The request: Beginning at the line that contains "Please spot the porch" and ending at the last line of the entries, write out each line exactly; include nothing outside that span.

— BEGIN Records supplied —

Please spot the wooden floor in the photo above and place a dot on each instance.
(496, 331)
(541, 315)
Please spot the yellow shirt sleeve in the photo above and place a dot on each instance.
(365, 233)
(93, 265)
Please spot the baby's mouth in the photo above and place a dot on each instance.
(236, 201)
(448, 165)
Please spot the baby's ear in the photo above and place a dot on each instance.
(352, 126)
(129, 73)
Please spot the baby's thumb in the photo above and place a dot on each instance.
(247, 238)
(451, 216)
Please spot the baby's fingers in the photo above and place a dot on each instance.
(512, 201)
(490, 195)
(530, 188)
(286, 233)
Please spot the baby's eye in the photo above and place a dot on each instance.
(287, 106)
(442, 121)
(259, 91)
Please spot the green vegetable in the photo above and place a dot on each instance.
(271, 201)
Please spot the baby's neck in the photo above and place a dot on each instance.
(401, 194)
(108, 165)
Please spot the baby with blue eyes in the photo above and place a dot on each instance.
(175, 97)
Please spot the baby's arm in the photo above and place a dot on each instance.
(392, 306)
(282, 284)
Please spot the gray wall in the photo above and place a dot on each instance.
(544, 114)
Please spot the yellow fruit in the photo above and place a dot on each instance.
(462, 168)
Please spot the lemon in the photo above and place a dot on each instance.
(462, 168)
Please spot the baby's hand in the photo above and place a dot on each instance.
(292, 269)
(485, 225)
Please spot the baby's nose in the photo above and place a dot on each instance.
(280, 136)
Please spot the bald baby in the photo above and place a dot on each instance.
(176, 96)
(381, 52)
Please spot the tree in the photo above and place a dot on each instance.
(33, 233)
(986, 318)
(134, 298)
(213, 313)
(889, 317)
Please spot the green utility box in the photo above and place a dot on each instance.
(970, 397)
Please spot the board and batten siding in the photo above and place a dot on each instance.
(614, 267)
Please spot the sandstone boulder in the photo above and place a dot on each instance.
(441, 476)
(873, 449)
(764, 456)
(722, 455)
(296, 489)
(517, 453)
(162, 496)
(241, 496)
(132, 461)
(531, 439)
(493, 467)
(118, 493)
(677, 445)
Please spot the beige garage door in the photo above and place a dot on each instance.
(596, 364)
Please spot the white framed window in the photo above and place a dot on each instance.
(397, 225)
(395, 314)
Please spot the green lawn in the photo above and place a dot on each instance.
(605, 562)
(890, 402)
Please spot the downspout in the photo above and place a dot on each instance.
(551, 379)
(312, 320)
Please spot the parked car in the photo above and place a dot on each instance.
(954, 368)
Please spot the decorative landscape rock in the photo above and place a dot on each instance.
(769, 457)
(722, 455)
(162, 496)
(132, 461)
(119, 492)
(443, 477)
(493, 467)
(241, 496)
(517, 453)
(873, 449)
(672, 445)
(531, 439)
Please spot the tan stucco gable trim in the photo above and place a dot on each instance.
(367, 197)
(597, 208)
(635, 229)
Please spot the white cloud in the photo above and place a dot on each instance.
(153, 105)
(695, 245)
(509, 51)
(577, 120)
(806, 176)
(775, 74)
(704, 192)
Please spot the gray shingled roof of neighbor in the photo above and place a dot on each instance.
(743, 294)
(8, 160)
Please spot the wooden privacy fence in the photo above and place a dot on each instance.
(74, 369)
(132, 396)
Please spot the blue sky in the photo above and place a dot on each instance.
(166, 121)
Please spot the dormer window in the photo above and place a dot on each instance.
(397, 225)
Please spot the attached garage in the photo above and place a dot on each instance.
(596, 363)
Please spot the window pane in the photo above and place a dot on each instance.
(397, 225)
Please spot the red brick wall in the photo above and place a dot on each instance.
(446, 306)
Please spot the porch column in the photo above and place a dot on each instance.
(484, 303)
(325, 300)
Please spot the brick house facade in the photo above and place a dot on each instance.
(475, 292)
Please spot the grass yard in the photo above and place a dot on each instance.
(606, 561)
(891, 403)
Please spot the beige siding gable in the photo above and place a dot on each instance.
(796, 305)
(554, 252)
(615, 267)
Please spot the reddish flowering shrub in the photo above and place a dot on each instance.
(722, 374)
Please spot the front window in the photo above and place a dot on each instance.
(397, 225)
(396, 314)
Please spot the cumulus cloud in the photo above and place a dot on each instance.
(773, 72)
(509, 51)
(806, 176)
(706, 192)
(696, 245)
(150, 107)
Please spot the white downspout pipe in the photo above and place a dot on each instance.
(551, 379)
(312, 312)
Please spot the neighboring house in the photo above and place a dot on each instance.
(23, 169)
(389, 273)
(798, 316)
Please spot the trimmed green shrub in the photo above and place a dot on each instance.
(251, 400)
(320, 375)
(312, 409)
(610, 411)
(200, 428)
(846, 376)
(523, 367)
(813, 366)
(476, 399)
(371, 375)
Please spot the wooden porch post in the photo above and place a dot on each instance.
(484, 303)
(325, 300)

— END Records supplied —

Correct output:
Please spot the porch column in the photo above and place a dot on each instance.
(484, 303)
(325, 300)
Please spot the brick house facade in the photo above and place a dot on each instance.
(475, 292)
Please spot the grass yard in the photo above and place a dot on each instance.
(606, 561)
(891, 403)
Please spot the beige siding gable in the photo above and place a dot on each instance.
(796, 305)
(554, 252)
(615, 267)
Please spot the reddish flowering shrub in the photo above and place a dot on each instance.
(722, 374)
Please spot the front window in the photo above and place a dot on each instance.
(397, 225)
(396, 314)
Please spot the cumulus cloud in the photo above and place a dot on each instance.
(773, 72)
(509, 51)
(806, 176)
(706, 192)
(696, 245)
(150, 107)
Please spot the white downspout pipe in the photo above and place a dot on each instance.
(551, 379)
(312, 312)
Please spot the neighboring house in the photo above and place a dot on each instance.
(23, 169)
(389, 273)
(798, 316)
Please spot the trimmed green shrub in the photo above and place a dot on each instance.
(251, 400)
(320, 375)
(312, 409)
(610, 411)
(200, 428)
(846, 376)
(523, 367)
(813, 366)
(476, 399)
(371, 375)
Please spot the wooden porch post in the photo above and place a dot on each instance.
(484, 303)
(325, 300)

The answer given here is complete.